C’est ainsi que les cinq premières années du séjour de Goethe à Weimar s’écoulent sans incidens bien notables. Il n’adresse guère à Charlotte en ce temps que de beaux poèmes lyriques improvisés ou de courts billets de circonstance, si ce n’est toutefois pendant le voyage qu’il fait en Suisse avec le duc à la fin de l’année 1779. A ce moment, en effet, de longues lettres renseignent son amie sur l’itinéraire des voyageurs et sur les incidens de la route ; les autres effusions de sa plume sont de ton fort chaleureux, mais de contenu insignifiant le plus souvent, car c’est de vive voix que s’échangent naturellement les confidences intimes entre voisins séparés par quelques mètres à peine. Côte à côte ils figurent dans les divertissemens de la cour, par exemple dans cette redoute de carnaval[1] où Gœthe paraît en taffetas gris, représentant le Sommeil, tandis que Mme de Stein incarne la Nuit, M. de Stein, le Vin, Ernest de Stein, le second fils de Charlotte, un des quatre tempéramens humains, enfin, le duc de Weimar, dans un beau costume espagnol, le coryphée de la mascarade. Ajoutons que la belle et bonne artiste lyrique Corona Schrœter tient alors une certaine place dans la vie de Gœthe, concurremment avec l’épouse du Grand Écuyer, car le journal quotidien du ministre nous tient au courant de ses fréquentes rencontres avec la cantatrice. ; Les détracteurs de Charlotte ont même avancé que la baronne se montra fort jalouse de cette dangereuse rivale et qu’elle finit par sacrifier sa vertu à son jeune ami, afin de le fixer plus sûrement auprès d’elle. Mais son biographe le plus copieux jusqu’ici, Duentzer, a consacré tout un volume[2] à réfuter cette assertion que rien ne semble en effet confirmer de façon sérieuse, ainsi que nous allons mieux le dire par la suite.

(EXTRAIT DE LA SOURCE)

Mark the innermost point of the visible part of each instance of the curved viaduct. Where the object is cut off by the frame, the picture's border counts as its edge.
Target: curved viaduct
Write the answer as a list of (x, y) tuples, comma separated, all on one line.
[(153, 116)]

(LES CONSIGNES)
1. Dites si chacune des affirmations suivantes concorde avec le passage sur Goethe et Charlotte de Stein, en répondant par oui ou par non et en citant à l'identique les mots du texte qui tranchent. (a) Pendant le voyage en Suisse de 1779, Goethe tient son amie informée par de longues lettres. (b) À la redoute de carnaval, Goethe représente la Nuit. (c) Duentzer soutient que Charlotte a sacrifié sa vertu à Goethe.
2. Poursuivez le passage sur Goethe et Charlotte de Stein à partir de sa dernière phrase.

(RÉPONSES PAR CONSIGNE)
1.
(a) Oui : « A ce moment, en effet, de longues lettres renseignent son amie sur l’itinéraire des voyageurs et sur les incidens de la route ».
(b) Non : « Gœthe paraît en taffetas gris, représentant le Sommeil, tandis que Mme de Stein incarne la Nuit ».
(c) Non : « a consacré tout un volume[2] à réfuter cette assertion ».

2.
Il est certain toutefois que l’hiver de 1781 apporte dans ces relations, déjà d’ancienne date cependant, comme une recrudescence de cordialité dont les motifs n’apparaissent pas très

  1. Duentzer, Charlotte von Stein, 1, 147.
  2. H. Duentzer, Charlotte von Stein und Corona Schroeter, Stuttgart, 1876.